• EXPLORE THE MATERIAL:
**A)** Reproduce the passage of the article on pet blessings from "Blessing pets is" to "a proper carrier.".
**B)** Answer these questions using the article on pet blessings:
(i) At which church is the Rev. Gary Haddock pastor?
(ii) At what event and location will the pets be blessed?
(iii) What words are imprinted on the cup each owner receives?

• DOCUMENT EXCERPT:
□ □ □ □ □
Blessings come, too, for beloved pet companions
Norse legend says that when a pet dies, it crosses to a place between earth and heaven where it plays and frolics in green grass. The pet waits until the day its person appears. The friends are reunited, and together they cross the Rainbow Bridge into heaven, where they are never separated again.
“I don’t know if animals go to heaven,” said the Rev. Gary Haddock, pastor at Redlands United Methodist Church. “But I do know that God knows, and we’re just passing on the blessing that’s already been given to them.”
Haddock, along with the Rev. Karen Hurst of Crossroads United Methodist Church and the Rev. Blaine Scott of First United Methodist Church, will bless pets at the Western Slope Animal Expo from 9 a.m. to 4 p.m. today at the Mesa County Fairgrounds.
Blessing pets is a comfort to animal lovers, Scott said, adding that some people request a pet blessing before the animal undergoes surgery or another traumatic event. It alleviates some anxiety the owner may have.
“Pet blessing recognizes the important relationship that we have with our pets,” Hurst said.
The blessing is simple. The owner and pastor lay hands on the animal while thanking God for creating animals to provide comfort and companionship. God is asked to provide protection to the animal throughout its life.
Hurst explained that pet blessing is common in October because it is the birthday of St. Francis of Assisi, patron saint of animals.
“We’ll bless any animal: snakes, tarantulas or a whole herd,” Haddock said.
The pastors do ask that dogs be on a leash and other animals be in a proper carrier.
The animal’s owner will receive a blessing cup imprinted with “May God bless my pet.” It can be used as a reminder to always include animals in prayers.
□ □ □ □ □
Dataset excerpts:
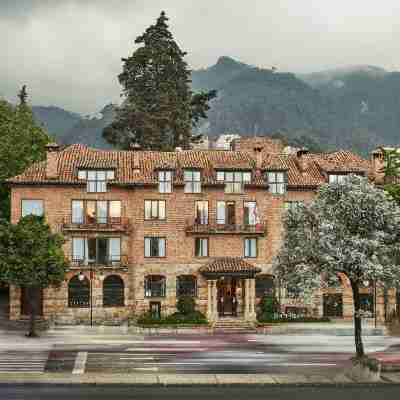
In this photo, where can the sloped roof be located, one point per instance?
(229, 265)
(140, 167)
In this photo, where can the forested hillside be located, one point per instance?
(355, 108)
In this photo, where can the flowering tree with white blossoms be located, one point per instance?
(352, 228)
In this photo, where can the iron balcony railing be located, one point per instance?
(110, 261)
(194, 227)
(120, 224)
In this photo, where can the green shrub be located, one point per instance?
(186, 305)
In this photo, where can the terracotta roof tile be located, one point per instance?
(229, 265)
(140, 167)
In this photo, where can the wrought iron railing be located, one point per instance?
(194, 227)
(120, 224)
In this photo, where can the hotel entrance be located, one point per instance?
(227, 296)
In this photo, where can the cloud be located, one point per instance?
(69, 52)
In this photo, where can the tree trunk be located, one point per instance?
(33, 300)
(357, 320)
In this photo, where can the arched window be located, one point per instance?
(113, 291)
(154, 286)
(186, 285)
(264, 285)
(78, 292)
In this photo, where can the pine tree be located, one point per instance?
(159, 109)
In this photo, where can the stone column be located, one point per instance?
(246, 299)
(215, 300)
(209, 301)
(252, 299)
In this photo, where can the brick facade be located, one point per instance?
(136, 182)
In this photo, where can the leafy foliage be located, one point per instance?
(22, 143)
(31, 256)
(350, 229)
(159, 110)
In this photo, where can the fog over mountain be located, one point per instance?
(356, 107)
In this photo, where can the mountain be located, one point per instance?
(353, 108)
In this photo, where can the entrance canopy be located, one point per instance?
(231, 266)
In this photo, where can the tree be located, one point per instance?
(22, 142)
(349, 229)
(159, 109)
(31, 256)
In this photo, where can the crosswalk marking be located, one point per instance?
(34, 362)
(80, 363)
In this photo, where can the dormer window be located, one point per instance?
(277, 182)
(96, 179)
(234, 181)
(192, 181)
(337, 178)
(165, 181)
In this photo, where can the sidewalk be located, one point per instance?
(187, 379)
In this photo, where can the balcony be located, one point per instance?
(112, 225)
(108, 262)
(194, 228)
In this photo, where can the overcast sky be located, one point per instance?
(69, 52)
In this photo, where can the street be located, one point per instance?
(122, 392)
(229, 353)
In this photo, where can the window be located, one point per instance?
(32, 207)
(154, 209)
(78, 292)
(165, 181)
(92, 212)
(250, 247)
(192, 181)
(292, 205)
(113, 291)
(100, 250)
(186, 285)
(201, 247)
(154, 286)
(264, 285)
(276, 182)
(335, 178)
(333, 305)
(226, 213)
(251, 213)
(234, 181)
(154, 247)
(202, 212)
(96, 179)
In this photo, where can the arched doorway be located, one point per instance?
(4, 300)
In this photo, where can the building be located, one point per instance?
(144, 227)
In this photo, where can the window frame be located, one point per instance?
(200, 238)
(164, 182)
(109, 257)
(147, 289)
(191, 183)
(193, 292)
(32, 200)
(274, 184)
(158, 210)
(158, 247)
(197, 221)
(256, 247)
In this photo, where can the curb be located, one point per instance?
(186, 380)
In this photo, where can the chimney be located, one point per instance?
(378, 164)
(52, 150)
(301, 160)
(259, 156)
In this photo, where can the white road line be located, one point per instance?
(80, 363)
(165, 349)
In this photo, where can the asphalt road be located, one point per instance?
(122, 392)
(210, 354)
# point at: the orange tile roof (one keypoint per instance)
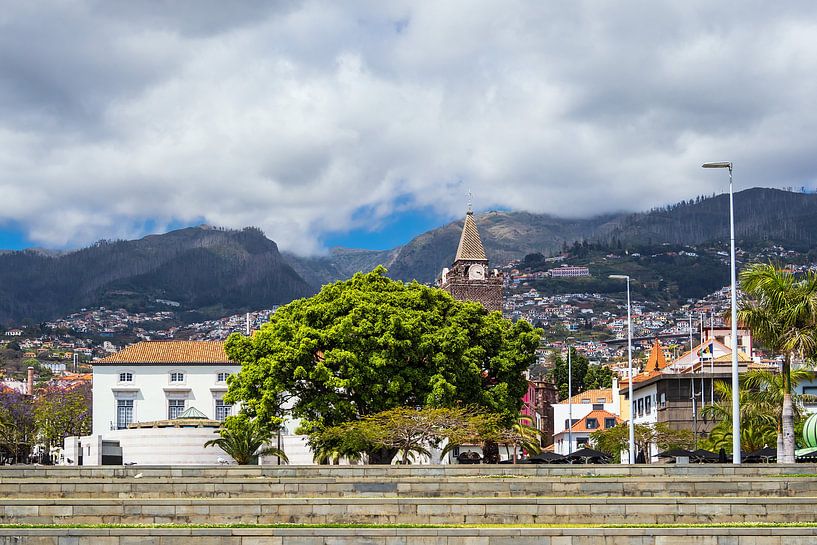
(581, 425)
(160, 352)
(593, 396)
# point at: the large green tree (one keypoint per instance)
(244, 439)
(369, 344)
(781, 310)
(761, 409)
(61, 411)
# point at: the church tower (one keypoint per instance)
(469, 278)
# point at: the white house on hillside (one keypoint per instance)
(158, 380)
(605, 402)
(139, 397)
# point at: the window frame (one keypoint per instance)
(125, 403)
(171, 405)
(219, 404)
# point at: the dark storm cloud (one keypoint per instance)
(294, 115)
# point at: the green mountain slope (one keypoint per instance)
(209, 272)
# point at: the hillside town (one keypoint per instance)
(667, 341)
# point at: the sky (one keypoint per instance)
(364, 123)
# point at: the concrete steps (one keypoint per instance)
(410, 536)
(427, 511)
(436, 495)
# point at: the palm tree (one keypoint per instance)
(781, 311)
(243, 439)
(761, 403)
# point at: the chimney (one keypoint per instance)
(30, 381)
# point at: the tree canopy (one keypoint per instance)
(369, 344)
(781, 310)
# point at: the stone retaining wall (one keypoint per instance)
(453, 470)
(443, 511)
(436, 481)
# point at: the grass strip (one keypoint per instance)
(430, 526)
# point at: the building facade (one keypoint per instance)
(605, 401)
(469, 278)
(158, 380)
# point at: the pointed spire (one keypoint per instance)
(657, 360)
(470, 248)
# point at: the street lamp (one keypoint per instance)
(735, 382)
(629, 366)
(569, 398)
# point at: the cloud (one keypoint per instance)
(121, 117)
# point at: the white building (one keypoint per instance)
(158, 380)
(138, 395)
(581, 405)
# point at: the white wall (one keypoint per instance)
(151, 389)
(648, 392)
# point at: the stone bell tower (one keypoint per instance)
(469, 278)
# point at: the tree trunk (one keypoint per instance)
(788, 431)
(381, 456)
(787, 419)
(779, 444)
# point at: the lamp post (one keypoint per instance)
(629, 366)
(735, 381)
(569, 398)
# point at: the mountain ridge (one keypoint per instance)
(214, 272)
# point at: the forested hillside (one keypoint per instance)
(207, 271)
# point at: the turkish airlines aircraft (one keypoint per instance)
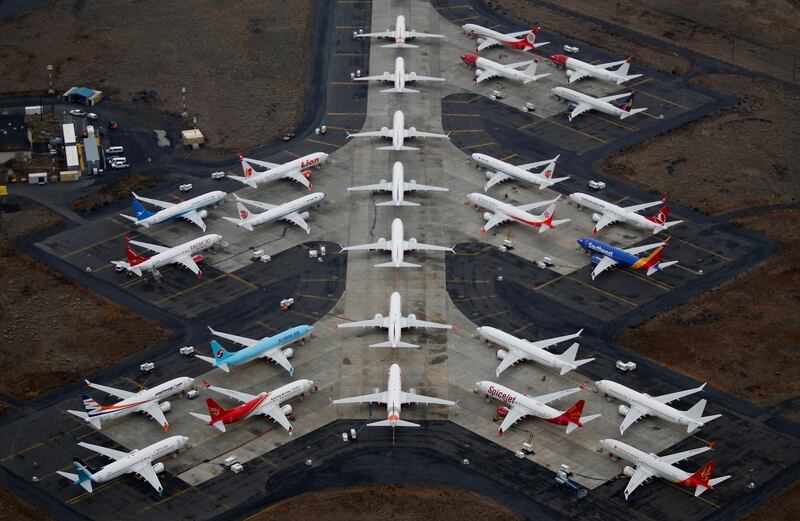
(651, 465)
(581, 103)
(395, 323)
(137, 461)
(520, 349)
(397, 246)
(500, 212)
(296, 170)
(487, 69)
(498, 171)
(185, 254)
(145, 401)
(577, 70)
(523, 405)
(398, 187)
(399, 78)
(293, 212)
(489, 38)
(397, 133)
(400, 34)
(192, 210)
(263, 404)
(640, 405)
(394, 398)
(610, 213)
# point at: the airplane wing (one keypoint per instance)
(364, 398)
(234, 338)
(406, 398)
(105, 451)
(119, 393)
(603, 265)
(153, 247)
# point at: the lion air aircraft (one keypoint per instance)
(400, 34)
(394, 398)
(487, 38)
(395, 323)
(296, 170)
(398, 187)
(651, 465)
(523, 405)
(500, 212)
(399, 78)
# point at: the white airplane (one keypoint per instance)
(192, 209)
(520, 349)
(395, 323)
(397, 246)
(296, 170)
(265, 404)
(398, 187)
(394, 398)
(145, 401)
(487, 69)
(293, 211)
(577, 70)
(137, 461)
(651, 465)
(640, 405)
(500, 212)
(399, 78)
(609, 213)
(400, 34)
(185, 254)
(398, 133)
(498, 171)
(581, 103)
(488, 38)
(523, 405)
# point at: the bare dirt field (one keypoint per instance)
(245, 64)
(35, 296)
(396, 502)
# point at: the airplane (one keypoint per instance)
(487, 69)
(581, 103)
(488, 38)
(520, 349)
(651, 465)
(269, 347)
(523, 405)
(499, 171)
(293, 211)
(394, 398)
(609, 213)
(397, 246)
(640, 404)
(398, 133)
(395, 323)
(264, 404)
(605, 256)
(185, 255)
(192, 209)
(398, 188)
(577, 70)
(400, 34)
(137, 461)
(296, 170)
(145, 401)
(500, 212)
(399, 78)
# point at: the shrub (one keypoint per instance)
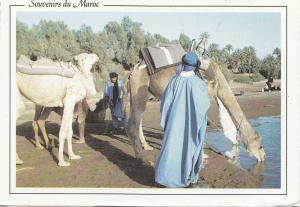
(242, 79)
(257, 77)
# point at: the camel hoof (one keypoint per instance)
(64, 164)
(148, 148)
(74, 157)
(229, 155)
(19, 162)
(151, 163)
(205, 159)
(39, 146)
(80, 141)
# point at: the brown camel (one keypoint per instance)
(140, 83)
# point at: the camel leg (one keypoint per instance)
(71, 154)
(145, 145)
(41, 124)
(41, 114)
(36, 135)
(66, 131)
(18, 160)
(81, 123)
(35, 126)
(139, 95)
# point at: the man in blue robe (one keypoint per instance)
(113, 92)
(183, 110)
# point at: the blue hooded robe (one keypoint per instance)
(183, 117)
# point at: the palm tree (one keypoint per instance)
(205, 35)
(228, 48)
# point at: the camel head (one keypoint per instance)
(199, 47)
(84, 63)
(101, 105)
(218, 88)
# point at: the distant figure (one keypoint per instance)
(113, 93)
(183, 110)
(270, 85)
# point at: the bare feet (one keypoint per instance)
(63, 164)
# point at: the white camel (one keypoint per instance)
(57, 90)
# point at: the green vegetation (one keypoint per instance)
(118, 45)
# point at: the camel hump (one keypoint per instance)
(44, 66)
(163, 56)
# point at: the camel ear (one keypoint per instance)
(75, 58)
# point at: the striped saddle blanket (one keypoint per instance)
(158, 58)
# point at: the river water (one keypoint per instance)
(269, 129)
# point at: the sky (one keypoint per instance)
(260, 30)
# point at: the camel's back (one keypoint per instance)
(44, 90)
(160, 80)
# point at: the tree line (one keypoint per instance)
(118, 45)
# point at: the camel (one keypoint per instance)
(140, 83)
(42, 113)
(55, 90)
(82, 111)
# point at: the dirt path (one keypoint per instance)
(108, 160)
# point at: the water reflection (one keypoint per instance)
(268, 172)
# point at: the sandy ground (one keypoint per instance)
(108, 160)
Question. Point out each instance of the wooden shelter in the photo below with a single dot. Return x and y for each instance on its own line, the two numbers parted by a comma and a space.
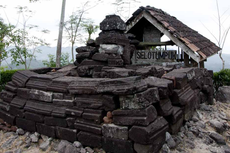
□ □ □ □ □
• OUTPUTS IN ORDER:
**A)**
Blessing pets is a comfort to animal lovers, Scott said, adding that some people request a pet blessing before the animal undergoes surgery or another traumatic event. It alleviates some anxiety the owner may have.
“Pet blessing recognizes the important relationship that we have with our pets,” Hurst said.
The blessing is simple. The owner and pastor lay hands on the animal while thanking God for creating animals to provide comfort and companionship. God is asked to provide protection to the animal throughout its life.
Hurst explained that pet blessing is common in October because it is the birthday of St. Francis of Assisi, patron saint of animals.
“We’ll bless any animal: snakes, tarantulas or a whole herd,” Haddock said.
The pastors do ask that dogs be on a leash and other animals be in a proper carrier.

**B)**
(i) Redlands United Methodist Church
(ii) The Western Slope Animal Expo at the Mesa County Fairgrounds
(iii) "May God bless my pet."